#### Extract provided

LEXINGTON, Ky. — Hamidou Diallo addressed the elephant in the room on Thursday at the University of Kentucky’s basketball media day: If other programs are paying top players to pick their school, as an explosive FBI investigation recently alleged, why would 5-star recruits come to Lexington for free?
Diallo laughed, leaned back in his chair and pointed to the ring of posters on the wall of the Wildcats’ practice gym. Most of the 31 players picked in the NBA Draft during coach John Calipari’s first eight years are on those posters — which are oversized trading cards — in their pro uniforms.
“That’s why we’re coming to Kentucky,” said the former top-10 recruit. “We’re coming to be great players, and hopefully one day we can hang our poster up in this gym.”
Teammate Sacha Killeya-Jones, another of the nine former 5-star recruits on Kentucky’s 2017-18 roster, nodded in agreement, pointing also to the eight national championship banners hanging on another wall of the practice gym. He added that more than 20,000 people, many of whom camped out for days to get tickets, will be in Rupp Arena on Friday night for Big Blue Madness.
All of that “is why we came here,” Killeya-Jones said. “It’s nothing like it in the country.”
Point guard Quade Green, one of the five McDonald’s All-Americans who signed with the Wildcats in their latest No. 1-ranked recruiting class, thinks it is funny that critics can’t understand why players would turn down cash payments elsewhere to play for the top NBA preparatory school in the country.
“If a 5-star don’t want to come here and get better against another 5-star, then I don’t know what to tell you when you get to the next level, because everybody at the next level is a 5-star,” Green said before making a bold proclamation about the FBI’s ongoing investigation, which has already entangled Arizona, Auburn, Oklahoma State, Southern California and rival Louisville.
“We don’t have nothing to worry about,” Green said. “None of us was in it. We did everything the right way, and that was that. We came here because of the right things.”
Freshman guard Shai Gilgeous-Alexander, whose AAU career included stops on both the Adidas and Nike circuits and who claims no sneaker allegiance, echoed that sentiment. Why should we believe he chose merely a college scholarship to Kentucky when others might’ve gladly given him a sack of cash?
“The honesty in this program and knowing that we will never get caught up in stuff like that,” he said. “And also knowing what Coach Cal and the coaching staff has done with guys and putting them where they want to go. That’s probably the biggest reasons.”

#### Activity
In the article about Kentucky's basketball media day, how many national championship banners hang on a wall of the practice gym?

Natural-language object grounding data
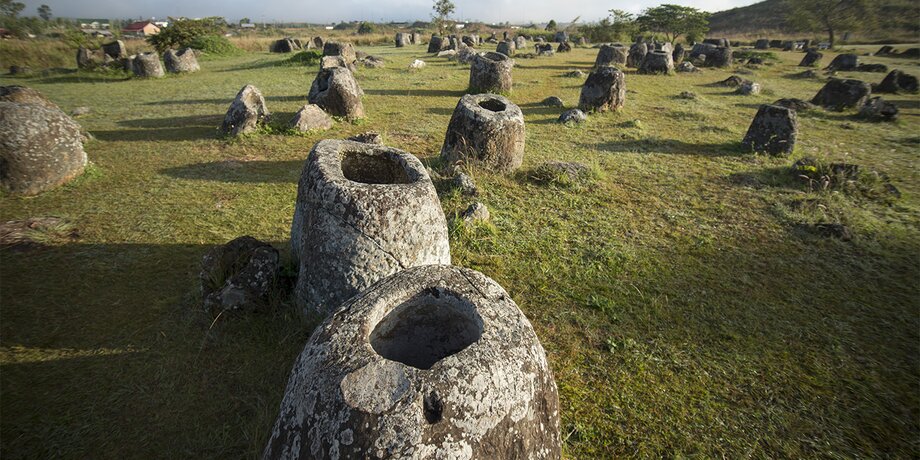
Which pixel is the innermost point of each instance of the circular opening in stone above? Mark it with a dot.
(493, 105)
(427, 328)
(368, 168)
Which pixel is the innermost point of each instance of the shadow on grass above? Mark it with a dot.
(670, 146)
(127, 340)
(234, 171)
(416, 92)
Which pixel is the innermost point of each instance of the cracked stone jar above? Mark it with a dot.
(363, 212)
(433, 362)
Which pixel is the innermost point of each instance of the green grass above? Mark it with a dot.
(682, 310)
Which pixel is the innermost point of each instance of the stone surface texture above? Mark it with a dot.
(363, 212)
(491, 73)
(310, 117)
(337, 92)
(839, 94)
(239, 275)
(605, 89)
(774, 131)
(183, 61)
(40, 148)
(486, 129)
(434, 362)
(247, 112)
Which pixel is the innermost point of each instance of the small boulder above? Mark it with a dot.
(147, 65)
(310, 117)
(839, 94)
(465, 184)
(748, 88)
(774, 131)
(183, 61)
(476, 212)
(552, 101)
(898, 82)
(844, 62)
(572, 116)
(247, 112)
(878, 109)
(605, 89)
(239, 276)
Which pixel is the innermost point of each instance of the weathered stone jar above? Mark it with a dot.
(363, 212)
(433, 362)
(486, 129)
(491, 73)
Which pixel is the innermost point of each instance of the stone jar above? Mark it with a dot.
(605, 89)
(491, 73)
(486, 129)
(40, 147)
(363, 212)
(434, 362)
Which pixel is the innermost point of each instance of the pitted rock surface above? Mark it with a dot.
(434, 362)
(774, 130)
(844, 62)
(147, 65)
(486, 129)
(812, 58)
(310, 117)
(657, 62)
(40, 148)
(183, 61)
(239, 275)
(247, 112)
(363, 212)
(609, 55)
(491, 73)
(337, 92)
(636, 55)
(838, 94)
(898, 82)
(605, 89)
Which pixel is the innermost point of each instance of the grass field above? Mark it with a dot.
(684, 310)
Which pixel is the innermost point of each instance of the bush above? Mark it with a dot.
(213, 44)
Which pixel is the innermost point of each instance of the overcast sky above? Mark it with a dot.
(346, 10)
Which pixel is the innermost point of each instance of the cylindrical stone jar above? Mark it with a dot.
(491, 73)
(433, 362)
(363, 212)
(486, 129)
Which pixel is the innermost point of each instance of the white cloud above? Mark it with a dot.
(344, 10)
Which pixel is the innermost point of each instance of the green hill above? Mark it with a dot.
(894, 18)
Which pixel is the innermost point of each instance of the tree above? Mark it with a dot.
(10, 9)
(365, 28)
(44, 12)
(442, 11)
(829, 16)
(674, 21)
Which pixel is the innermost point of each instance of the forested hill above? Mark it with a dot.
(898, 17)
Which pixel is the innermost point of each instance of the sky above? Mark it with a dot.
(314, 11)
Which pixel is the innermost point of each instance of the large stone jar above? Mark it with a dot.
(434, 362)
(487, 129)
(363, 212)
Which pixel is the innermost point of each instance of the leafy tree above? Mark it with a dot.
(184, 32)
(45, 12)
(10, 9)
(620, 25)
(830, 16)
(365, 28)
(674, 21)
(442, 11)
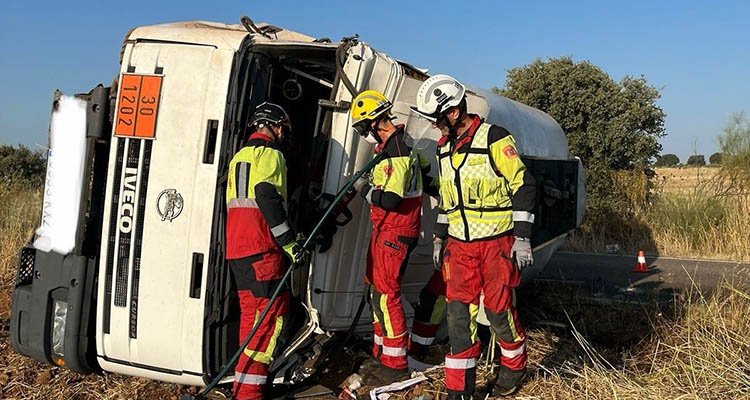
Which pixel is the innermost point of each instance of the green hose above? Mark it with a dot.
(308, 242)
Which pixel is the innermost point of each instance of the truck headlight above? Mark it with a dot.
(59, 316)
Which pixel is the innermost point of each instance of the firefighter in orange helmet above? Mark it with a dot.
(394, 193)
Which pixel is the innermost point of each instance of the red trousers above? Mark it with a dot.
(256, 278)
(386, 261)
(470, 268)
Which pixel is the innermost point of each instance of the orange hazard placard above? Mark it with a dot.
(138, 105)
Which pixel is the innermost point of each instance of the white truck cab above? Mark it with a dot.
(143, 288)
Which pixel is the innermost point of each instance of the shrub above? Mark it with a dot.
(19, 164)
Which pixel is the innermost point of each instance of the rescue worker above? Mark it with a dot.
(484, 228)
(394, 192)
(258, 240)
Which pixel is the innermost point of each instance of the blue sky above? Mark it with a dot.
(697, 52)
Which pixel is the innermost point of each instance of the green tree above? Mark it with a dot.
(697, 160)
(612, 126)
(734, 143)
(667, 160)
(715, 158)
(20, 163)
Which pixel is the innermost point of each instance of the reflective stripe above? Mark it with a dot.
(387, 325)
(394, 351)
(249, 379)
(460, 363)
(512, 326)
(242, 203)
(512, 353)
(243, 176)
(280, 229)
(422, 340)
(523, 216)
(266, 357)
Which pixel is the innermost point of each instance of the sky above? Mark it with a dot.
(696, 52)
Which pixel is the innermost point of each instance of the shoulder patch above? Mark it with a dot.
(510, 152)
(388, 170)
(443, 140)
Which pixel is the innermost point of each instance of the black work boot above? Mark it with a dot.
(508, 382)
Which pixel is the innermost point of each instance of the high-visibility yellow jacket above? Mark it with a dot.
(256, 199)
(397, 185)
(485, 189)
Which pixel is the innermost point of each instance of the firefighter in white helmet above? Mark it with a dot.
(483, 233)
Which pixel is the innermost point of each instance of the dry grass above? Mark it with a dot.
(684, 179)
(686, 217)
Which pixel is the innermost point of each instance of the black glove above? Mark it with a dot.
(296, 253)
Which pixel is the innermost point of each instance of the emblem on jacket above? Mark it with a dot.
(169, 204)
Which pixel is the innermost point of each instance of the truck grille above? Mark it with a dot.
(127, 213)
(26, 266)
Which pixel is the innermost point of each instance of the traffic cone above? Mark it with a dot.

#### Solution for this problem
Eight